-- Record extracts --
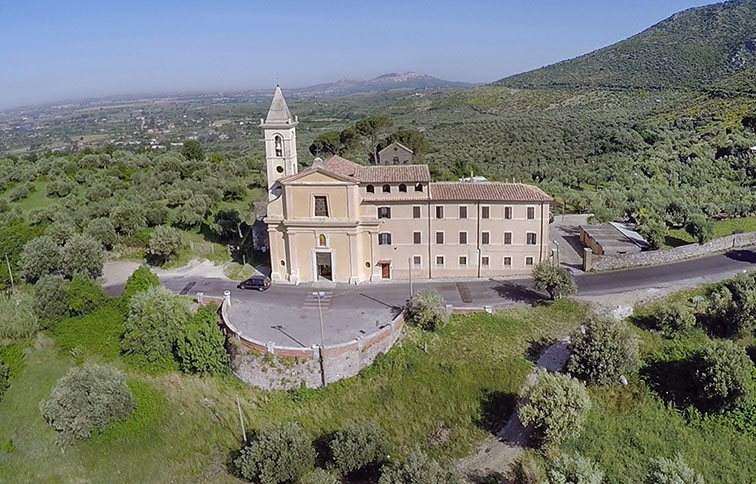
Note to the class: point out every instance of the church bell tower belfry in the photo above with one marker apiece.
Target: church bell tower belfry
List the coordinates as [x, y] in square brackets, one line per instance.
--
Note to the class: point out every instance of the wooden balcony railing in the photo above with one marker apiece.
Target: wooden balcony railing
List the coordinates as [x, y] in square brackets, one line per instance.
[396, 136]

-- Stated goal --
State how many lines of the listing contain the word "above", counting only matches with the same capitalization, and reply with the number alone.

-- Solved exercise --
2